#### TASK MATERIAL

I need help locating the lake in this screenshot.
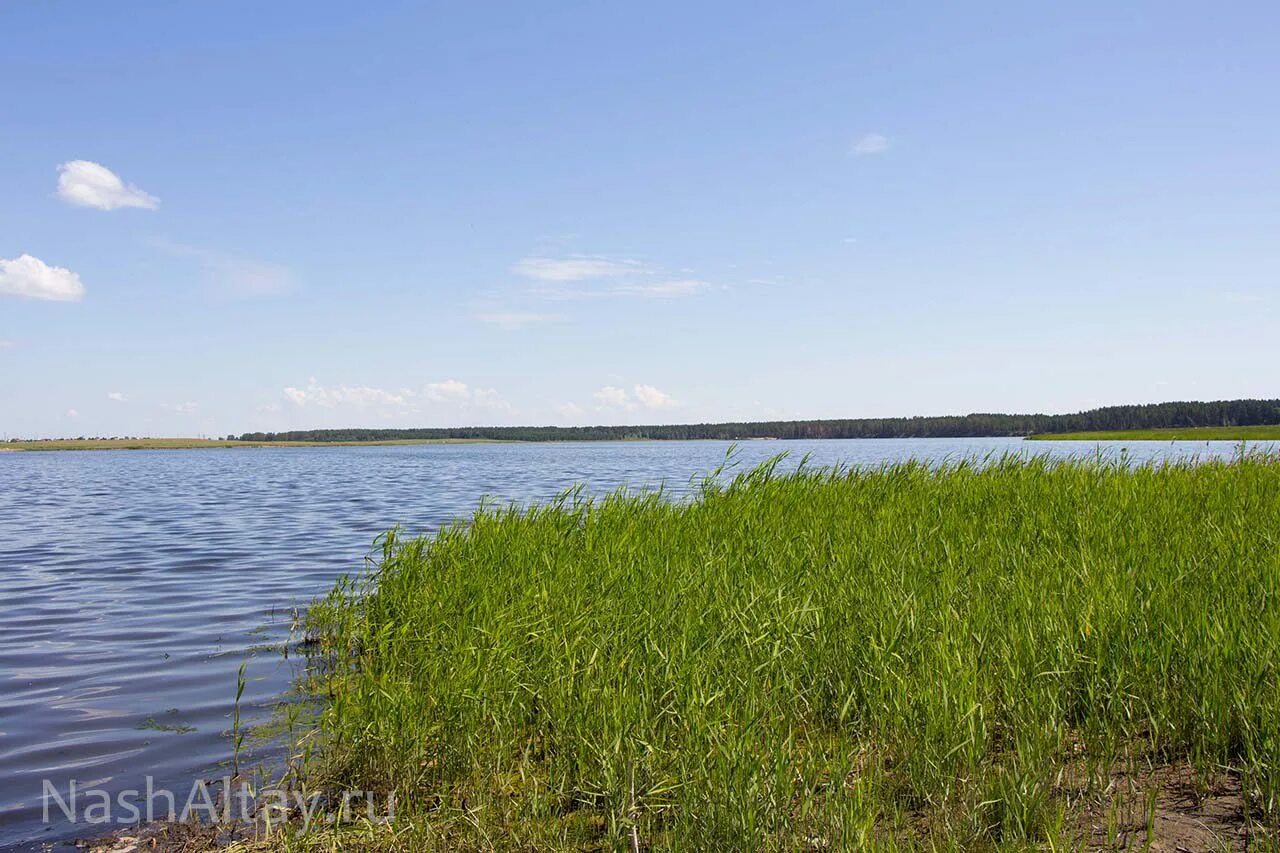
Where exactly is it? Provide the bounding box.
[0,438,1269,849]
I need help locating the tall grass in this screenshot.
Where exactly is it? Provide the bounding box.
[296,456,1280,850]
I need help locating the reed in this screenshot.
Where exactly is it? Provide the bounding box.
[293,453,1280,850]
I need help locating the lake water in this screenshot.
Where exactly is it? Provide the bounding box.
[0,439,1269,849]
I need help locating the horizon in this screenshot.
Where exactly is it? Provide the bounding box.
[0,397,1280,443]
[0,1,1280,438]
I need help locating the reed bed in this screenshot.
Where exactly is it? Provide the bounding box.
[293,453,1280,850]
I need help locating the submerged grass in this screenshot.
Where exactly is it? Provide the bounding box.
[296,455,1280,850]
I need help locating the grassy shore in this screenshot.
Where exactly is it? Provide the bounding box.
[0,438,495,451]
[1028,425,1280,442]
[285,456,1280,850]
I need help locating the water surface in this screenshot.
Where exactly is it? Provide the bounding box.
[0,439,1269,848]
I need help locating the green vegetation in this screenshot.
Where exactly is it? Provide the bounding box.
[1028,427,1280,442]
[241,400,1280,442]
[300,455,1280,850]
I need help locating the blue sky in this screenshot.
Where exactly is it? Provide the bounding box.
[0,0,1280,435]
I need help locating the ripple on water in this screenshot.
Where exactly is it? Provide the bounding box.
[0,439,1269,848]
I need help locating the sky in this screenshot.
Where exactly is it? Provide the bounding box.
[0,0,1280,437]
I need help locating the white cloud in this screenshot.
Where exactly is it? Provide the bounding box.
[591,386,632,409]
[155,241,297,297]
[475,311,564,332]
[284,378,413,409]
[613,278,710,298]
[851,133,893,158]
[511,255,646,282]
[58,160,160,210]
[471,388,511,411]
[284,378,511,414]
[591,384,677,415]
[0,255,84,302]
[634,386,676,409]
[426,379,471,402]
[514,255,710,300]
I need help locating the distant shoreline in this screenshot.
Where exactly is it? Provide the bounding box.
[1027,425,1280,442]
[0,438,511,453]
[0,425,1280,453]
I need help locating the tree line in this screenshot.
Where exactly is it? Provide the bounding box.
[235,400,1280,442]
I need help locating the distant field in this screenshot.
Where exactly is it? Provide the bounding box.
[1028,424,1280,442]
[0,438,493,452]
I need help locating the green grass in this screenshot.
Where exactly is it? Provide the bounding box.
[0,438,494,451]
[1028,425,1280,442]
[293,455,1280,850]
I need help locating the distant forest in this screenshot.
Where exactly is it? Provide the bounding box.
[235,400,1280,442]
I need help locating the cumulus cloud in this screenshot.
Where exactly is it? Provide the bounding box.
[512,255,646,282]
[851,133,893,158]
[475,311,564,332]
[0,255,84,302]
[284,378,413,409]
[634,386,676,409]
[556,403,584,420]
[58,160,160,210]
[613,278,710,298]
[509,255,710,300]
[591,384,676,411]
[155,241,297,297]
[591,386,631,409]
[284,378,511,411]
[426,379,471,402]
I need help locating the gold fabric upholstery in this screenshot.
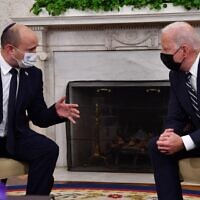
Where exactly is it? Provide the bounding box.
[179,158,200,184]
[0,158,28,179]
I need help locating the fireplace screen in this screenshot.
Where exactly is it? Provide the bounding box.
[66,81,169,172]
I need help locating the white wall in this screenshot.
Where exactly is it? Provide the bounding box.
[0,0,34,32]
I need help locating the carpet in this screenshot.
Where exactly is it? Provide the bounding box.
[7,182,200,200]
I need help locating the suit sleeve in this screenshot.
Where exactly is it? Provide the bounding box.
[27,69,65,127]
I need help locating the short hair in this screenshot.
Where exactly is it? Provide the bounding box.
[1,23,20,49]
[162,22,200,49]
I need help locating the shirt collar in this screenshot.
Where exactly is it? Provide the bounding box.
[190,53,200,77]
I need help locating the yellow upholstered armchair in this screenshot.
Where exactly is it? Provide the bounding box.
[0,158,28,183]
[179,158,200,184]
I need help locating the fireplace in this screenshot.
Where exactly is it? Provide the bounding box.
[66,81,169,172]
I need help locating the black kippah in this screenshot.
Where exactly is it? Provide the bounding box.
[2,23,16,33]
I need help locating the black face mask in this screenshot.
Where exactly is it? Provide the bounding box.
[160,53,182,71]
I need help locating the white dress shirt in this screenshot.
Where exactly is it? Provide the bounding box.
[181,54,200,151]
[0,54,19,137]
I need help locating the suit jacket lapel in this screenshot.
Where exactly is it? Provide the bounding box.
[197,59,200,104]
[181,73,194,113]
[0,70,3,123]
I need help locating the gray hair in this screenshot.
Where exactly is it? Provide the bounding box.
[162,22,200,50]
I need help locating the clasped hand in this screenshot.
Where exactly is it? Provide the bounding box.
[157,129,184,155]
[55,97,80,124]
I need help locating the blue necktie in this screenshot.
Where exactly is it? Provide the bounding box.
[186,72,200,119]
[6,68,18,153]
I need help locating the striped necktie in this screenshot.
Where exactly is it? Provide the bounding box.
[6,68,18,154]
[186,72,200,119]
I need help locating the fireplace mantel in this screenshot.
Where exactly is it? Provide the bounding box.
[12,4,200,27]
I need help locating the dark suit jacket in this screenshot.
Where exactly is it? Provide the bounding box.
[165,60,200,146]
[7,67,64,153]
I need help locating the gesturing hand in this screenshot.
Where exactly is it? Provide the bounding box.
[55,97,80,124]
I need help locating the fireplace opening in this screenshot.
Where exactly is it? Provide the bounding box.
[66,81,169,172]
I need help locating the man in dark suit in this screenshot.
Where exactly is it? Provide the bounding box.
[149,22,200,200]
[0,24,80,195]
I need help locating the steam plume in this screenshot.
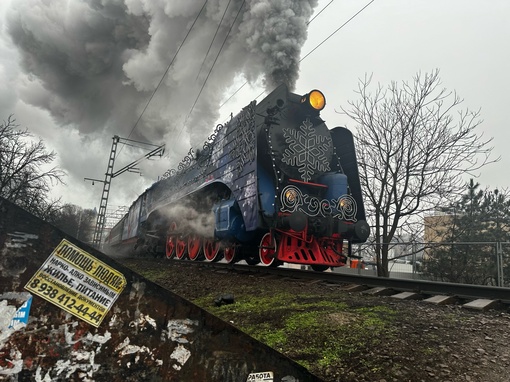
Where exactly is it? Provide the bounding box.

########

▶ [THE PROBLEM]:
Find every line above that contains the string "shirt" and copy each one out in full.

▶ [RESPONSE]:
I need help locating the shirt collar in this screenshot.
I need help locating the white dress shirt in this screenshot.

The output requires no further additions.